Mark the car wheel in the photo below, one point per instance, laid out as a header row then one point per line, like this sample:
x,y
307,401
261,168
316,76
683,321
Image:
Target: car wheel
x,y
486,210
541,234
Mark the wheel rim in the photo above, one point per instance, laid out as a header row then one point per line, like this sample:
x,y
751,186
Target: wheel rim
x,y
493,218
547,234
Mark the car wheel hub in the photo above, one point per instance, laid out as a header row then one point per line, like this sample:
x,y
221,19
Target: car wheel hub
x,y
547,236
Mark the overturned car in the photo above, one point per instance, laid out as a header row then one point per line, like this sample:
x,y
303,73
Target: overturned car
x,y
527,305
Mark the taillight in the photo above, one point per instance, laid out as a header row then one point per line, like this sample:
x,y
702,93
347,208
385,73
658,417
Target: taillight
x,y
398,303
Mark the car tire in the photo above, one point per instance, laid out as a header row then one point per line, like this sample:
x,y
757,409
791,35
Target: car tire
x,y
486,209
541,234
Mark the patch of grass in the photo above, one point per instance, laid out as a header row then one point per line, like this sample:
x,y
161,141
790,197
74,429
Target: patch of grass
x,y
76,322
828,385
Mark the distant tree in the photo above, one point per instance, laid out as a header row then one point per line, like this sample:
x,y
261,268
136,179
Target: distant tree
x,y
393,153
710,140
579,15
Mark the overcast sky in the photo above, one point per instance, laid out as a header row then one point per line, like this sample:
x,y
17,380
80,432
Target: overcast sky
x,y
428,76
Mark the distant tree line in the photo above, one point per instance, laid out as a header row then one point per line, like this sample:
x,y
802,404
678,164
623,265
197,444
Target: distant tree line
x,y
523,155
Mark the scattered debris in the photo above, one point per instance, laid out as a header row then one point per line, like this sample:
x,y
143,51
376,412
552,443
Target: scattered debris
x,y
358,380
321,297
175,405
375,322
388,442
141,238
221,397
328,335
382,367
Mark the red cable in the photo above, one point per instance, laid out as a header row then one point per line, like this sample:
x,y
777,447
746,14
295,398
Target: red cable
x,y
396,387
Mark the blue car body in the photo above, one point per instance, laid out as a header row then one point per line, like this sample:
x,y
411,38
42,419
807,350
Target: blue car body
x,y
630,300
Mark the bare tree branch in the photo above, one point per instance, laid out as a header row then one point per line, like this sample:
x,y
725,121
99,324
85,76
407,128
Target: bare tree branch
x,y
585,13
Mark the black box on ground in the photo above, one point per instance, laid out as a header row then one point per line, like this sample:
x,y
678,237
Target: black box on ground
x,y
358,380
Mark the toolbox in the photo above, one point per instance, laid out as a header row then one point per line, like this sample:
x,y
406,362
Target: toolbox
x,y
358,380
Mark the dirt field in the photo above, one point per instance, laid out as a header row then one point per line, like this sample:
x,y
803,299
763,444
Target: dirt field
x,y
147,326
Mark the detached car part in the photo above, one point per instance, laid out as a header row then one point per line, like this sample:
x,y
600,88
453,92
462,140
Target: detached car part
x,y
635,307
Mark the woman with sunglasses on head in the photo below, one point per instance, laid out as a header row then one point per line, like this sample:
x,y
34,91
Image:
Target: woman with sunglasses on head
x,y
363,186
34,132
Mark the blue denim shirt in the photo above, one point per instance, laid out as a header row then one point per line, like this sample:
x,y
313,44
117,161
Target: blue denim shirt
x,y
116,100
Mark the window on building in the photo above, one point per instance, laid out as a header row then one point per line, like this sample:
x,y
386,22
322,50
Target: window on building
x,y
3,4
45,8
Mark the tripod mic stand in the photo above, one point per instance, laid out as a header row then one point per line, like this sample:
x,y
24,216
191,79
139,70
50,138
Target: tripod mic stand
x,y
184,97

#####

Please give the part of the rows that opens with the line containing "Mark the window" and runs through the end of the rows again, swapping "tripod mic stand" for "microphone stand" and leaving everything else unchanged.

Mark the window on building in the photo above, one point per instance, laid out as a header row then one point per line, like this sample:
x,y
386,22
322,50
Target: window on building
x,y
3,4
45,8
Mark the microphone stand in the photo above, one point per instance, laid out as a header row then one point per line, like this sample:
x,y
24,216
191,79
139,70
50,138
Target: microphone stand
x,y
184,97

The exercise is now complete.